/---
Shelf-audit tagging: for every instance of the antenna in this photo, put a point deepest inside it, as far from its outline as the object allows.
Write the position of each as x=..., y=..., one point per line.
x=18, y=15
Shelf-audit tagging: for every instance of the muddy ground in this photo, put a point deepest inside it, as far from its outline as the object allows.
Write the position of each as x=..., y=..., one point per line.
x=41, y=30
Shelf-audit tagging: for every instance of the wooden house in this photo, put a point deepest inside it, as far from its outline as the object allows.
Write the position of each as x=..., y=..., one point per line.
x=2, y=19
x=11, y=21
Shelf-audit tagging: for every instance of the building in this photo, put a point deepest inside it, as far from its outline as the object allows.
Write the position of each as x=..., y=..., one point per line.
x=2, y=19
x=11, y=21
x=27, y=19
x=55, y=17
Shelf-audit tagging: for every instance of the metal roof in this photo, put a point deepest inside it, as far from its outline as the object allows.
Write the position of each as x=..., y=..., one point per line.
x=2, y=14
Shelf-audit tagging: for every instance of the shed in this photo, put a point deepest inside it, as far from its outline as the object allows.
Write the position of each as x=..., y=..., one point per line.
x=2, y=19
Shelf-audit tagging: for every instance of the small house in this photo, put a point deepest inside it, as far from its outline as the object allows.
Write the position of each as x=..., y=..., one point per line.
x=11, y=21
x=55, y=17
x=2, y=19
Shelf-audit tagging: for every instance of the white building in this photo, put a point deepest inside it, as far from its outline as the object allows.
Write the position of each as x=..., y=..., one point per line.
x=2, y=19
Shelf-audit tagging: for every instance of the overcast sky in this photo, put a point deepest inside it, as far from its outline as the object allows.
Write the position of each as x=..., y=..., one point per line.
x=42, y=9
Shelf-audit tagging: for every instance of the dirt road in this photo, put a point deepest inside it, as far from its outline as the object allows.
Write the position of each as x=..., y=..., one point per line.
\---
Work request ::
When you come to the line containing "Shelf-audit tagging: for every instance of the white", give it and stop; before that, repeat each line of the material exactly from the first one.

Written answer ::
Shelf-audit tagging: for every instance of the antenna in this photo, put a point deepest inside it, as far from its outline as the object allows.
Write the position of each as x=..., y=..., one point per line.
x=18, y=15
Shelf-audit tagging: for every instance of the muddy ground in this photo, put a point deepest inside it, as far from its outline as the object allows.
Write the position of each as x=..., y=..., one point per line.
x=41, y=30
Shelf-audit tagging: for every instance of the wooden house in this photo, put a point deepest inside it, as far from its outline as the object allows.
Write the position of each as x=..., y=..., one point per line.
x=2, y=19
x=11, y=21
Shelf-audit tagging: for every instance of the building in this photo, put a point deepest inside it, as far from its outline as the object allows.
Write the position of each as x=..., y=..., one point per line.
x=2, y=19
x=11, y=21
x=27, y=19
x=55, y=17
Shelf-audit tagging: for every instance of the metal roof in this photo, put a point deepest inside it, as far from its outline as the object allows.
Write the position of each as x=..., y=..., one point per line.
x=2, y=14
Shelf-audit tagging: for every instance of the shed in this photo, put a point deepest inside it, as far from its outline as the object allows.
Write the position of each as x=..., y=..., one point per line.
x=2, y=19
Shelf-audit tagging: for every instance of the small house in this photo, put a point deepest inside it, as far from its outline as the object allows.
Write the position of each as x=..., y=..., one point per line.
x=11, y=21
x=55, y=17
x=2, y=19
Shelf-audit tagging: for every instance of the white building in this photo, put a point deepest inside it, as far from its outline as the object allows.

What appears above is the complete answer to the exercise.